Extract to read →
=== Section Start ===
A Japanese research team has found that male mice sent to outer space for more than a month retained their reproductive capabilities and sired healthy offspring, according to findings published Tuesday by Scientific Reports, a British online journal.

Results from what the team says are the world's first findings on the effects of space on mammalian reproductive capability are expected to be useful for humankind's space activities.

For moral and privacy reasons, no reports have been published on studies related to reproductive capability that may have been performed on humans, the research team said.

The team led by Masahito Ikawa, a professor at Osaka University's Research Institute for Microbial Diseases, studied 12 mice that were returned to earth after being raised for 35 days in Japan's experimental module Kibo on the International Space Station.

"We conclude that short-term stays in outer space do not cause overt defects in the physiological function of male reproductive organs, sperm function, and offspring vitality," the authors wrote.

Mice were placed under artificial gravity or microgravity, and were compared with a control group on Earth. Those in orbit were found to have normally functioning male reproductive organs at the molecular level, and produce sperm capable of fertilizing eggs.

Their progenitors showed no overt defects, with normal development and fertility, the team said.

However, the scientists indicated that further analysis would be required to examine longer-term effects of the space environment on the male reproductive system.

As space travel becomes increasingly accessible, studies are "necessary to prevent undesirable effects in the next generation" as humans undergo emotional and physical stresses such as gravity changes and radiation, they wrote.
=== Section End ===
What this exercise asks →
1. According to the article on mice sent to space, how many days were the mice raised in the Kibo module?
2. Write out the article on mice sent to space from "Results from what" up to and including "humankind's space activities.".
The entries play no part in this work.

Supplied entries →
=== Section Start ===
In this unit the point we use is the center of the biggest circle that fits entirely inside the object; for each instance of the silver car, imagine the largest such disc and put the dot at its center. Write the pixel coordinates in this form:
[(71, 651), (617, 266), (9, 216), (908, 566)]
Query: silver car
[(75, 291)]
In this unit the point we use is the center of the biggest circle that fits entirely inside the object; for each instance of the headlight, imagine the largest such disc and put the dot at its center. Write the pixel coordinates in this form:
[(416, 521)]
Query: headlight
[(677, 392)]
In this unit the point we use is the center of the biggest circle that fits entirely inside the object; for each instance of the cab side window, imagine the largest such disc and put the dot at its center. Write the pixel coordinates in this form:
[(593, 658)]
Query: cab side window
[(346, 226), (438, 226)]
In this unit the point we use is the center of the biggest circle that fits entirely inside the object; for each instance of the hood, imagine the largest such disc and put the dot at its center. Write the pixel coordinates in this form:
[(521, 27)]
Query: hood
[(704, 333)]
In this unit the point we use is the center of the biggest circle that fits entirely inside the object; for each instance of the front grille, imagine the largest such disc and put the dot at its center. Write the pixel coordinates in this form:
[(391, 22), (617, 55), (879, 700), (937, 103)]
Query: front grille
=== Section End ===
Exercise results →
1. 35 days.

2.
Results from what the team says are the world's first findings on the effects of space on mammalian reproductive capability are expected to be useful for humankind's space activities.